Using the information:
a) Answer these questions using the text about Loren Goldner's talk in Los Angeles:
(i) About how many persons attended the talk?
(ii) Which years does the text give for the post war boom?
(iii) At which factory did unemployed workers join striking workers in 1934?
b) Begin at the first line of the records and stop after the line that contains "positive clicks: (507, 1130)". Rewrite those lines with every "rough mask" changed to "coarse mask", and output only those lines with nothing else altered.

Text passage:
BEGIN

Loren Goldner Ultra Leftist Speaks In Los Angeles
August 29th, 2010
Last night I went to a talk given by Loren Goldner, ultra leftist communist, at the Barnsdale Art Park in Los Angeles. I was quite impressed with the setting. The park has several art related facilities including a gallery where the talk was given. Loren was introduced by Hector of the Insane Dialectical Posse, a drinking club as he put it. About 20 persons attended.
Loren described Marx's basic theory of surplus value and drew a couple of charts describing the economic history of capitalism from 1817 to the present. His theory is one of a series of cycles of growth and recession approximately once every ten years in 1817, 1827, 1837, 1847 and 1857. Then he describes a long deflationary process from approx. 1873 until 1914 when the capitalist system went into a thirty year crisis from 1914 until 1945. After that came the post war boom 1946 to 1970 ending in the long decline from 1970 to 2010.
He emphasized the break between pre 1914 and post 1914 with its radical departure from what had been the pattern previously(1). During the period prior to the outbreak of war the Socialist parties developed quite strong organizations in the industrialized countries as he pointed out. He claimed that the major capitalist countries were facing a severe recession in 1914 and that the war saved capital from both socialism and the economic downturn.
Loren quoted from Marx's `Grundrisse' and then talked extensively about the wild cat strikes of 1966-1973. He noted that workers in England were so rebellious that there was an inquiry by the British Government into the problem in 1968. The great strike of 1968 in France was a wildcat strike he observed. Then spoke about the auto workers in Detroit that were not satisfied with simply more benefits as long as the structure of the job remained the same. The strikes were at the climax of the period of prosperity when anyone could get a job. This he emphasized when asked about the 1930's strikes, he pointed out the majority were in 1934-37 when there was a lessening of the depression due to stimulus measures undertaken by the Roosevelt administration. His point being that wages and benefits are never enough.
As an example of workers solidarity Loren noted that unemployed workers had joined striking workers at the Auto-Lite Factory in Toledo, Ohio in 1934, an action that showed solidarity between workers.
Loren also pointed out that times of political crisis such as after the Franco-Prussian War in 1870-71 are times when revolutionary flareups are more likely as the Paris Commune shows and the revolutionary outbreak around Europe during and after World War One.

END

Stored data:
BEGIN

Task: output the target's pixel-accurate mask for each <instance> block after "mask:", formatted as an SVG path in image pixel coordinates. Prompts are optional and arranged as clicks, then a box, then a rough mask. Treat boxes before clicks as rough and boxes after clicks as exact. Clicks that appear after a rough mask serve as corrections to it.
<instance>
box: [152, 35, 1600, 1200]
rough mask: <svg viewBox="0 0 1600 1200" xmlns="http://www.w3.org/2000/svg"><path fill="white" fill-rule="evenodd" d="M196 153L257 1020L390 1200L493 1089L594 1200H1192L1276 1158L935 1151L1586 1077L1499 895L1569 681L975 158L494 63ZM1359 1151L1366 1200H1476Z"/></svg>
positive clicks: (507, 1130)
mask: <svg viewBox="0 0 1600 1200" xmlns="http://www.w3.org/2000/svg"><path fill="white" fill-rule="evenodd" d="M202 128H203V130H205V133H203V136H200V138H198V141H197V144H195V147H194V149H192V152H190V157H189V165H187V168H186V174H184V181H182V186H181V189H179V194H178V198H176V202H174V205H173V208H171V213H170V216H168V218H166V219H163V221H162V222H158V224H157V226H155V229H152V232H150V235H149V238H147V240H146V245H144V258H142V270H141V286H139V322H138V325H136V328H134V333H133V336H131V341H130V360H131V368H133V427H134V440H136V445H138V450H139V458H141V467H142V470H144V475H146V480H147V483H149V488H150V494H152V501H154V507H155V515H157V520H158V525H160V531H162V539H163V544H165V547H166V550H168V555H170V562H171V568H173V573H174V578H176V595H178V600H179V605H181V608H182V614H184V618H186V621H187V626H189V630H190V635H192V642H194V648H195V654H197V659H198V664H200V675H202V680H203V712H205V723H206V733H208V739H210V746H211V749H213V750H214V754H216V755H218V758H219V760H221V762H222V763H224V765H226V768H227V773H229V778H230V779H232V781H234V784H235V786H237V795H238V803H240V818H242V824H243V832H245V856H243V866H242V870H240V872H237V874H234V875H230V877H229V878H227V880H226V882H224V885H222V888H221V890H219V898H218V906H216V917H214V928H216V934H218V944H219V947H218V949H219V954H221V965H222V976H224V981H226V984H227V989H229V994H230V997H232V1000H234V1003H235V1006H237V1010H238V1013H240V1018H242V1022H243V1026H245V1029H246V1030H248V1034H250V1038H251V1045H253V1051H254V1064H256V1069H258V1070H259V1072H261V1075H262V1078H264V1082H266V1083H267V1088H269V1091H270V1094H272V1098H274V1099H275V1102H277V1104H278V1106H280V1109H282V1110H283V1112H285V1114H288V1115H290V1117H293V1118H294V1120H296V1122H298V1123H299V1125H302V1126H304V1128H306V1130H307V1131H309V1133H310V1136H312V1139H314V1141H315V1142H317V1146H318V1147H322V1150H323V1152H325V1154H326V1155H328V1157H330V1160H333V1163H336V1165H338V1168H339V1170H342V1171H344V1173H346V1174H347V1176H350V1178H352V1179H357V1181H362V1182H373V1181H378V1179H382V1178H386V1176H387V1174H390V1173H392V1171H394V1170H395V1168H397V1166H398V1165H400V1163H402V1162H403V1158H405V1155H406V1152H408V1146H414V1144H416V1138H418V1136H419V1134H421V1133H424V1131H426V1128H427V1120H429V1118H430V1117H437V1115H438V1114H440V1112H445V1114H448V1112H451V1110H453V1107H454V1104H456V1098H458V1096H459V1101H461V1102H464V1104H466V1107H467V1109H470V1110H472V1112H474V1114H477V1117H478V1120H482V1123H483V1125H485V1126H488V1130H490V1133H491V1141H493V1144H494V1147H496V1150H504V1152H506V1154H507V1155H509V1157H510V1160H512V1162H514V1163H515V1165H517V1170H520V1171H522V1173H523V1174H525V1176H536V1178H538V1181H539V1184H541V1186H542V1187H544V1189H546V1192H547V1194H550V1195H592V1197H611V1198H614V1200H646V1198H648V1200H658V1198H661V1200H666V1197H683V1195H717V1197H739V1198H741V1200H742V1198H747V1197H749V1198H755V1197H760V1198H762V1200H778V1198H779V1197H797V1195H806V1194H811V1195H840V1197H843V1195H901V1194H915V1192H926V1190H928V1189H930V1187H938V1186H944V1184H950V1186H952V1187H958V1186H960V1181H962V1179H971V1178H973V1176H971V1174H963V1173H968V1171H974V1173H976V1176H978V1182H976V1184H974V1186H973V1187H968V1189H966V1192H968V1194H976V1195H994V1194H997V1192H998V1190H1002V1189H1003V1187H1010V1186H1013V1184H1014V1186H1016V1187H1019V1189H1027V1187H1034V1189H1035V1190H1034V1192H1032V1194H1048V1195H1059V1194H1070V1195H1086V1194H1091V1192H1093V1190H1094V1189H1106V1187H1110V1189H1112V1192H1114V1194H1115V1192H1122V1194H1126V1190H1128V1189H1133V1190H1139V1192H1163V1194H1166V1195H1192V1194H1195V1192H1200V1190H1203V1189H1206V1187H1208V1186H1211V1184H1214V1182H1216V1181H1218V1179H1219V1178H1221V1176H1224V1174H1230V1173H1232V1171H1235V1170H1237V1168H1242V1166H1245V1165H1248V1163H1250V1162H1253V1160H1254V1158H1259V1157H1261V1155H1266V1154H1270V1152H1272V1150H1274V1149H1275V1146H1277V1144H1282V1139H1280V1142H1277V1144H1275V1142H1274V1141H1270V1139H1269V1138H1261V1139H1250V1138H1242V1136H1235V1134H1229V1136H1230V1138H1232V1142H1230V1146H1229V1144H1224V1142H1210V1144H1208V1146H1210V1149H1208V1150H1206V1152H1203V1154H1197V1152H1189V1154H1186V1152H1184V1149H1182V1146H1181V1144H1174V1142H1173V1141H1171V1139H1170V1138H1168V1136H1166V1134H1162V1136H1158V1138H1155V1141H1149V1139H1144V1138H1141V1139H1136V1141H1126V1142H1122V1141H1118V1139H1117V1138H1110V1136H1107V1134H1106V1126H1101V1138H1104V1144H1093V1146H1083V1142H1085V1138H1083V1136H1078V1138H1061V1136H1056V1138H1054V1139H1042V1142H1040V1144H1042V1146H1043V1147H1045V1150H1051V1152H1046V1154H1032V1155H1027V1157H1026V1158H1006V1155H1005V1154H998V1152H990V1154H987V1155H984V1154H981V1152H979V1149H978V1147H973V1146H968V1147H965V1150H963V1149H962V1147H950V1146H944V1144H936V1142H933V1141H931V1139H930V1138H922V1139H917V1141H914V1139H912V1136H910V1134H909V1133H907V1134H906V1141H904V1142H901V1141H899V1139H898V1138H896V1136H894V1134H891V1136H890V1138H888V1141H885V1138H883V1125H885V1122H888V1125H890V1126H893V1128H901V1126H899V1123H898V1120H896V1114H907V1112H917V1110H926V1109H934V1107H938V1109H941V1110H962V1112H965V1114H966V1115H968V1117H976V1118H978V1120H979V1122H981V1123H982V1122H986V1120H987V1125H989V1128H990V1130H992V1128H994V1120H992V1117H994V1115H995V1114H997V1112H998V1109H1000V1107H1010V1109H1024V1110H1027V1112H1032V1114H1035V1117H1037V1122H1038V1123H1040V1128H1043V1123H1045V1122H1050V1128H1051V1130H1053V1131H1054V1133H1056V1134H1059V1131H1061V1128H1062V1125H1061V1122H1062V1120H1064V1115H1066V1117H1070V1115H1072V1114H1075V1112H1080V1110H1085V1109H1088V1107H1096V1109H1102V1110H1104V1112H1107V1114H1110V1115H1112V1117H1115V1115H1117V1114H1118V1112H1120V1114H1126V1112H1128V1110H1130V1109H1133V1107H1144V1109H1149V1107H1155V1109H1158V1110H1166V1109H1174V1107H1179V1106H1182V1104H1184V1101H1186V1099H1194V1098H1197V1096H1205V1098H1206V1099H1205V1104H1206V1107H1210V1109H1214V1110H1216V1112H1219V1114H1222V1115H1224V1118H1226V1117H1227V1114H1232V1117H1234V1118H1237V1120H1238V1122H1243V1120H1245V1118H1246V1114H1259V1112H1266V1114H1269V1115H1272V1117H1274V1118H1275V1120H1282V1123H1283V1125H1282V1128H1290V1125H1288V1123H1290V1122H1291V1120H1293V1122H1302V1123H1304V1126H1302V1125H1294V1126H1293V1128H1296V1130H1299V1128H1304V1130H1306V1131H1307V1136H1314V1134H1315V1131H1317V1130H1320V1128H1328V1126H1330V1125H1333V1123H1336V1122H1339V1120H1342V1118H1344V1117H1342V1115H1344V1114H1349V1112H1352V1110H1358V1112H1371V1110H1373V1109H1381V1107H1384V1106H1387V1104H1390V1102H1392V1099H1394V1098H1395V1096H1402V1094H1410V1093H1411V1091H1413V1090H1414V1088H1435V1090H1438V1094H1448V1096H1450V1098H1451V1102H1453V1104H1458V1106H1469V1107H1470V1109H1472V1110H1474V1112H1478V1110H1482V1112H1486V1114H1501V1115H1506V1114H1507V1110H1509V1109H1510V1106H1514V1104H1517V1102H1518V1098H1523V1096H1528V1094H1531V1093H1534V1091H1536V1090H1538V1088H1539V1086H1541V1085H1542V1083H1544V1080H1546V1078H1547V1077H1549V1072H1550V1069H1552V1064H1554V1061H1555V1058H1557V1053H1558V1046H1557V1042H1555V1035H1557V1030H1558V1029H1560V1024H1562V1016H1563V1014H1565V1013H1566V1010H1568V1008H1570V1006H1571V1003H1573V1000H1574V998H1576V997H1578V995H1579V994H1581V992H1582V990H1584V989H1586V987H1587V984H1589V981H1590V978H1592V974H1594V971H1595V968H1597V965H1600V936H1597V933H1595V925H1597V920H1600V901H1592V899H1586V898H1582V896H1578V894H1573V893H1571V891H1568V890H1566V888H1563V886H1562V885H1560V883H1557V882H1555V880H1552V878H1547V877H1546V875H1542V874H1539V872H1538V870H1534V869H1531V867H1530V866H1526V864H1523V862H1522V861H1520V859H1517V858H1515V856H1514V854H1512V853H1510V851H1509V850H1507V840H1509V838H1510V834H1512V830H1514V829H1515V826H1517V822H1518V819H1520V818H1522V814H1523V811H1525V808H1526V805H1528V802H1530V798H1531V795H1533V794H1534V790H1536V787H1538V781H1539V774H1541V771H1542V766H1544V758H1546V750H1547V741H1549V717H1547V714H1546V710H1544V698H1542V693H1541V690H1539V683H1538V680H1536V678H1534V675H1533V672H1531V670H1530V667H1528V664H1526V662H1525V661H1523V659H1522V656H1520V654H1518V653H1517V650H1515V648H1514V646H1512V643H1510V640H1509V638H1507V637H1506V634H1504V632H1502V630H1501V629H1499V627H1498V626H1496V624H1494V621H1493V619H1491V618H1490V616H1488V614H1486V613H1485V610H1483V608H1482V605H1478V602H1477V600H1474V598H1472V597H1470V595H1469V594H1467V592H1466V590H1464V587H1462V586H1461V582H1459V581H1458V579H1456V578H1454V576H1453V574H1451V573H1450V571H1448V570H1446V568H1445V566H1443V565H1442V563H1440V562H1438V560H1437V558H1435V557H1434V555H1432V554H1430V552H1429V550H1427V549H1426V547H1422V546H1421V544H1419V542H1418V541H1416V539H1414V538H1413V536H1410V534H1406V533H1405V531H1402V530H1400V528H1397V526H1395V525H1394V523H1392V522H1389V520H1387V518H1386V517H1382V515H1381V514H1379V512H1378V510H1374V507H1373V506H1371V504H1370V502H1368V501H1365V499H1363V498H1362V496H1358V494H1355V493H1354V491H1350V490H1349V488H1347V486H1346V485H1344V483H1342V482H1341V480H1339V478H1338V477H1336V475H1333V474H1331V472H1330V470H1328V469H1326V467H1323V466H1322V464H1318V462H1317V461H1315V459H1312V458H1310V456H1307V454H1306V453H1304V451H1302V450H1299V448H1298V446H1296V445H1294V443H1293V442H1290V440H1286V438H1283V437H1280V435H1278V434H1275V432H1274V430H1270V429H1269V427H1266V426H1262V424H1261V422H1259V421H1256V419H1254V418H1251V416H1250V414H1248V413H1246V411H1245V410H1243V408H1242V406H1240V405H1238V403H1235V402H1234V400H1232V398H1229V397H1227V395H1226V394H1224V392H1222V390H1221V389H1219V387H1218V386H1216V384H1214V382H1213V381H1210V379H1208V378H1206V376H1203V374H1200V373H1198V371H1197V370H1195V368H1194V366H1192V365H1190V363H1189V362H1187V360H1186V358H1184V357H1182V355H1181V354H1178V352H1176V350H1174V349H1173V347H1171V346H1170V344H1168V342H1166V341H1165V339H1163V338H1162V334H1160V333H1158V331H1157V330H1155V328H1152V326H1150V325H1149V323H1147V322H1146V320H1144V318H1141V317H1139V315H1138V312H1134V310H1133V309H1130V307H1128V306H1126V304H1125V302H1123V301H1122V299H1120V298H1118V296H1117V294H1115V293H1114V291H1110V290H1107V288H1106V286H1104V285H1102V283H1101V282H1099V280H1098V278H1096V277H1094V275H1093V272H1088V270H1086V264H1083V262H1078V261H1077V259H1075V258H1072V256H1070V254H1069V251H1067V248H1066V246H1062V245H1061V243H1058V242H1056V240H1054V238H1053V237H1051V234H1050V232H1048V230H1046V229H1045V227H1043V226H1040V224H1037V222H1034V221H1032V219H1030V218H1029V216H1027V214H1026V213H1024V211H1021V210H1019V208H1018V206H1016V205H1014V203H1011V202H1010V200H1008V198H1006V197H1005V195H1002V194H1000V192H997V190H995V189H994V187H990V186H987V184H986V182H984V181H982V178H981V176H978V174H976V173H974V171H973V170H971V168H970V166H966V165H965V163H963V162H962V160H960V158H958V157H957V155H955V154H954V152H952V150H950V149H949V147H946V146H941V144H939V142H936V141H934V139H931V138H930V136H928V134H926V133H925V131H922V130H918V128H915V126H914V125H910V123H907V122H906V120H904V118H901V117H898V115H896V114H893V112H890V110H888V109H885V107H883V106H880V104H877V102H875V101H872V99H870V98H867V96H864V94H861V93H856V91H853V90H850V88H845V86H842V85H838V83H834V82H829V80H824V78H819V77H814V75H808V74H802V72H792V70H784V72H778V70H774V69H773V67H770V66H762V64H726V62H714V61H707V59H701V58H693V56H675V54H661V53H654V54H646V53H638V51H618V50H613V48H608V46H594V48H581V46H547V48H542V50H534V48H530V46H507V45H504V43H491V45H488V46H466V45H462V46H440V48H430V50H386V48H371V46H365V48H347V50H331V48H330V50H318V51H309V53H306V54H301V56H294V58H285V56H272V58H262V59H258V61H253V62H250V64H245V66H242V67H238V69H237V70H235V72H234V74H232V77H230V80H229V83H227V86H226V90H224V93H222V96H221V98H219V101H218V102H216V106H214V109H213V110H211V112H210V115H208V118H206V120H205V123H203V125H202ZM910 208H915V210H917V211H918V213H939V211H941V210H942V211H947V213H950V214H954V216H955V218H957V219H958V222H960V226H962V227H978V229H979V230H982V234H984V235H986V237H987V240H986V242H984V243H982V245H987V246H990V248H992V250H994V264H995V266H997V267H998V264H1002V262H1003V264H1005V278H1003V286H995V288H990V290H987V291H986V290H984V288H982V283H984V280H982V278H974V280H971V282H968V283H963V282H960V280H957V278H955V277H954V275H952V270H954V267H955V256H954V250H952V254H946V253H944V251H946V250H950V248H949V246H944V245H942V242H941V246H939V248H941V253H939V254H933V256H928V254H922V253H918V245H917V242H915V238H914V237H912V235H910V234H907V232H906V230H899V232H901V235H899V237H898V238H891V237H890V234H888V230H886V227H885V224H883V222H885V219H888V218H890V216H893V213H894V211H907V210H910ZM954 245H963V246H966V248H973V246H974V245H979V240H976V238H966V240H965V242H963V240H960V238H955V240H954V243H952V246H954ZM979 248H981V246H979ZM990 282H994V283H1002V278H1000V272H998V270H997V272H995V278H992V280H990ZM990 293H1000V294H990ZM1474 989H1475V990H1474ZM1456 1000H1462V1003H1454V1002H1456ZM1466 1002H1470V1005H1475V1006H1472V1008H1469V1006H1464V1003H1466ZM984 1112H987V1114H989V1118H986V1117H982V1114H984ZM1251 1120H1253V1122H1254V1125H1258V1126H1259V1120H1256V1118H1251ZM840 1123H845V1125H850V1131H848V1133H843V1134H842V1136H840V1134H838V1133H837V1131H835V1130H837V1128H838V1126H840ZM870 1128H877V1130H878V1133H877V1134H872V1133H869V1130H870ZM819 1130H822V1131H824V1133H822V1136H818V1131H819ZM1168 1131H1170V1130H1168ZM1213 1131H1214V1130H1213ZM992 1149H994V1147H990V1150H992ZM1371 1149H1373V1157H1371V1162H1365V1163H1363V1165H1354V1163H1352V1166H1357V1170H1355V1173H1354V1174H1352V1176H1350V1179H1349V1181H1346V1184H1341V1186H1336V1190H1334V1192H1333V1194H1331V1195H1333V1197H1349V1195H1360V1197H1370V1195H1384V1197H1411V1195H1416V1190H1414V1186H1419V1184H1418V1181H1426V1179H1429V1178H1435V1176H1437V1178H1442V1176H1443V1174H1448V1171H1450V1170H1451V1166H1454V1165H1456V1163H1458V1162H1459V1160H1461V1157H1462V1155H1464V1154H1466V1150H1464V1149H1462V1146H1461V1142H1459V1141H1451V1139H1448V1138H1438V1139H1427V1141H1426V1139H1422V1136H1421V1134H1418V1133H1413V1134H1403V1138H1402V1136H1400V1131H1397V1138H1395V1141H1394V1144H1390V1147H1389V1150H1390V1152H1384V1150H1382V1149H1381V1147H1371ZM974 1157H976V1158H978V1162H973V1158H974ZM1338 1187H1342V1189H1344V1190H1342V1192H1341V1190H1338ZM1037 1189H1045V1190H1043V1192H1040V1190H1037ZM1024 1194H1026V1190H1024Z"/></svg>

END

Problem solutions:
a)
(i) About 20 persons.
(ii) 1946 to 1970.
(iii) The Auto-Lite Factory in Toledo, Ohio.

b)
Task: output the target's pixel-accurate mask for each <instance> block after "mask:", formatted as an SVG path in image pixel coordinates. Prompts are optional and arranged as clicks, then a box, then a coarse mask. Treat boxes before clicks as rough and boxes after clicks as exact. Clicks that appear after a coarse mask serve as corrections to it.
<instance>
box: [152, 35, 1600, 1200]
coarse mask: <svg viewBox="0 0 1600 1200" xmlns="http://www.w3.org/2000/svg"><path fill="white" fill-rule="evenodd" d="M196 153L257 1020L390 1200L493 1089L594 1200H1192L1276 1158L935 1151L1586 1077L1499 895L1569 681L975 158L494 63ZM1359 1151L1366 1200H1476Z"/></svg>
positive clicks: (507, 1130)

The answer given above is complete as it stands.